── Study text ──

New spectral-domain optical coherence tomography technology allows visualization of the junction of the inner and outer segments of the photoreceptors. Assessment of the photoreceptor integrity line in eyes with and without disorders of the outer retina indicates it is a useful biomarker for photoreceptor impairment.
New York-Assessment of the photoreceptor integrity line (PIL) in images obtained with spectral-domain optical coherence tomography (SD-OCT) provides extremely useful information for evaluating patients with reduced vision, said Jerome Sherman, OD, FAAO.
The PIL represents the junction of the inner and outer segments of the photoreceptors. It likely appears on SD-OCT images as a reflection due to the difference in index of refraction between the inner and outer segments of the photoreceptors.
Dr. Sherman said that he has used several different SD-OCT platforms to examine the PIL in approximately 50 eyes with known retinal disorders and about 750 eyes without retinal disorders. These eyes represented approximately 40 different conditions involving the outer retina. The PIL was consistently abnormal-either thin, disorganized, discontinuous, or absent-in eyes with outer retinal disease. It was normal in all eyes without retinal pathology, including the unaffected fellow eyes of patients with unilateral retinal disease.

───
── Record excerpts ──

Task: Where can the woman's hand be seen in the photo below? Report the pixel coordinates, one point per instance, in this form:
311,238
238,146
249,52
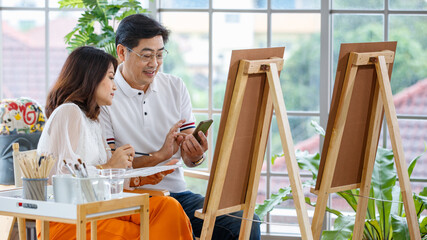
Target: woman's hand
158,177
122,157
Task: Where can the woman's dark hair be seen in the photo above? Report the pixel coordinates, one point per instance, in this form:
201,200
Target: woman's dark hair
81,74
139,26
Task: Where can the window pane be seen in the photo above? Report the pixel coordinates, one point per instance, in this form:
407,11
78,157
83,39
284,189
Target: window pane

───

## Actions to take:
A – According to the photoreceptor integrity line text, what does the photoreceptor integrity line represent?
B – Return the stretch of the photoreceptor integrity line text from "New spectral-domain optical" through "Sherman, OD, FAAO.", copied word for word.
C – Write the next part of the photoreceptor integrity line text, picking up after its last sentence.

## Answers to the problems:
A – The junction of the inner and outer segments of the photoreceptors.

B –
New spectral-domain optical coherence tomography technology allows visualization of the junction of the inner and outer segments of the photoreceptors. Assessment of the photoreceptor integrity line in eyes with and without disorders of the outer retina indicates it is a useful biomarker for photoreceptor impairment.
New York-Assessment of the photoreceptor integrity line (PIL) in images obtained with spectral-domain optical coherence tomography (SD-OCT) provides extremely useful information for evaluating patients with reduced vision, said Jerome Sherman, OD, FAAO.

C –
"Our findings with SD-OCT indicate that the PIL is a very accurate biomarker for the integrity of the photoreceptors, both rods and cones, and allows eye-care professionals to assess in a quick and easy exam whether reduced vision is due to photoreceptor impairment," he said.
The findings on SD-OCT also have been compared with the results of standard procedures of visual function, including testing with the Amsler grid, visual acuity charts, central visual fields, and multifocal electroretinography. In virtually every case, there was high concordance between the results of those assessments and those of SD OCT-based analysis of the PIL, Dr. Sherman said.
"Photoreceptor function can be evaluated with multifocal electroretinogram, but the necessary equipment is available in less than 1% of offices of optometrists and ophthalmologists. In contrast, SD-OCT is becoming widely available in private practices," he said. "Within the first 16 months after this technology was first introduced onto the market, more than 2,000 units were sold. With these systems, clinicians now have a way to easily obtain information about the first neuron of the entire visual pathway."
Clinicians who already have an SD-OCT unit can go back and analyze archived images to evaluate the PIL, Dr. Sherman added.
Analysis of the PIL may be especially useful to clinicians in enabling diagnosis of occult retinal disorders, such as acute zonal occult outer retinopathy (AZOOR), that are not detectable through ophthalmoscopy, he said. It, therefore, would allow these patients to avoid further expensive and unnecessary neurological consultation and imaging procedures, such as magnetic resonance imaging.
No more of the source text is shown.